• _Your goal_: Rescale the stretch from the line containing "Call locate_point to put a point on the blurred background, one" through the end of the records, repeating every line including the requests. Multiply each x and y coordinate in the answers by 0.55 and round to whole numbers, with halves rounded up, but leave the numbers in the requests and their format samples as they are.

[Data entries]
------

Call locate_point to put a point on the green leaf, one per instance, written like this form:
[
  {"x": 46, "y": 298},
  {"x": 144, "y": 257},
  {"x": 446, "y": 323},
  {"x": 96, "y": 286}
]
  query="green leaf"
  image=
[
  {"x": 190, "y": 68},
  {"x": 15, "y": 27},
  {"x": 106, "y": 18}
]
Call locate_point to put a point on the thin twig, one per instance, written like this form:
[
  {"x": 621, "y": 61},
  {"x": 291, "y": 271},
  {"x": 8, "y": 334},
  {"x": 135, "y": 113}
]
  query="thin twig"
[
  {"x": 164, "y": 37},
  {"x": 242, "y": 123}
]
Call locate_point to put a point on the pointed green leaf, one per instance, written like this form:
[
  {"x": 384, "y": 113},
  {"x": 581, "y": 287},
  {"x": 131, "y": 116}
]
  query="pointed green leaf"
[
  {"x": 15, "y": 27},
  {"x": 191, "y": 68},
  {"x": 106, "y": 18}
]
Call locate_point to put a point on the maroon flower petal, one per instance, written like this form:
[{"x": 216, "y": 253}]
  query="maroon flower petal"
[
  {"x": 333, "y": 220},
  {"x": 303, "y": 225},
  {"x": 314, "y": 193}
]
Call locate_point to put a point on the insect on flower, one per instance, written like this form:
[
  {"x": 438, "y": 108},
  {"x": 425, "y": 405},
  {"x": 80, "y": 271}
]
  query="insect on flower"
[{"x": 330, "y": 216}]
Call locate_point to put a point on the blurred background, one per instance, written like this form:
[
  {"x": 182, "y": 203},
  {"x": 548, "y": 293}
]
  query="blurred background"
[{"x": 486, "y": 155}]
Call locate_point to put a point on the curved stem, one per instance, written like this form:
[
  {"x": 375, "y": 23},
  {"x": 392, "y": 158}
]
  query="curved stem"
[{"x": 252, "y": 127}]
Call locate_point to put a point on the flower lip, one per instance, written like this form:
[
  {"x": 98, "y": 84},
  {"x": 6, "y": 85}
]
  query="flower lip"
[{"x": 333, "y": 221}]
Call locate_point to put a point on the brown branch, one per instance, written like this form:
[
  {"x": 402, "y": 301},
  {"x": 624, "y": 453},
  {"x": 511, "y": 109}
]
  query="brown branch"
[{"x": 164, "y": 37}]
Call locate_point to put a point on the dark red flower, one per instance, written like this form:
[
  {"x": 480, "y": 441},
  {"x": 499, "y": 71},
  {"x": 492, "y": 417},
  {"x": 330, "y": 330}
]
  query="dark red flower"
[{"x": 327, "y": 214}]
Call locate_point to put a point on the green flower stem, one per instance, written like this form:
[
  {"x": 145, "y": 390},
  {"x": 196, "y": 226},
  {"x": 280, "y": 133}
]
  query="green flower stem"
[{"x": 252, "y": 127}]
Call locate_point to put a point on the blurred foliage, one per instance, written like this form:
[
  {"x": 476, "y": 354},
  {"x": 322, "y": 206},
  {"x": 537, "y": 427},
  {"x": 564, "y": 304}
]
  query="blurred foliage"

------

• _Output below_:
Call locate_point to put a point on the blurred background, one per instance, written like this form:
[
  {"x": 182, "y": 203},
  {"x": 548, "y": 293}
]
  query="blurred background"
[{"x": 267, "y": 85}]
Call locate_point to put a point on the curved stem, one per instance, written like this form:
[
  {"x": 375, "y": 23},
  {"x": 392, "y": 158}
]
  query="curved stem"
[{"x": 139, "y": 70}]
Call locate_point to put a point on the flower lip, one per instance, written like this form:
[
  {"x": 98, "y": 84},
  {"x": 6, "y": 85}
]
  query="flower lip"
[{"x": 183, "y": 122}]
Call locate_point to put a point on the brown branch, one per instance, written like this form:
[
  {"x": 402, "y": 301},
  {"x": 624, "y": 453},
  {"x": 511, "y": 109}
]
  query="brown branch"
[{"x": 90, "y": 20}]
Call locate_point to put a point on the dark red flower, one per instance, written like this form:
[
  {"x": 480, "y": 441},
  {"x": 499, "y": 71},
  {"x": 492, "y": 417},
  {"x": 330, "y": 330}
]
  query="dark red flower"
[{"x": 180, "y": 118}]
Call locate_point to put a point on the green flower stem, one per instance, written like this form:
[
  {"x": 145, "y": 390},
  {"x": 196, "y": 226},
  {"x": 280, "y": 133}
]
  query="green flower stem"
[{"x": 139, "y": 70}]
Call locate_point to put a point on the blurred foliage, one per instance, written like this form:
[
  {"x": 476, "y": 354},
  {"x": 322, "y": 206},
  {"x": 537, "y": 427},
  {"x": 564, "y": 304}
]
  query="blurred foliage"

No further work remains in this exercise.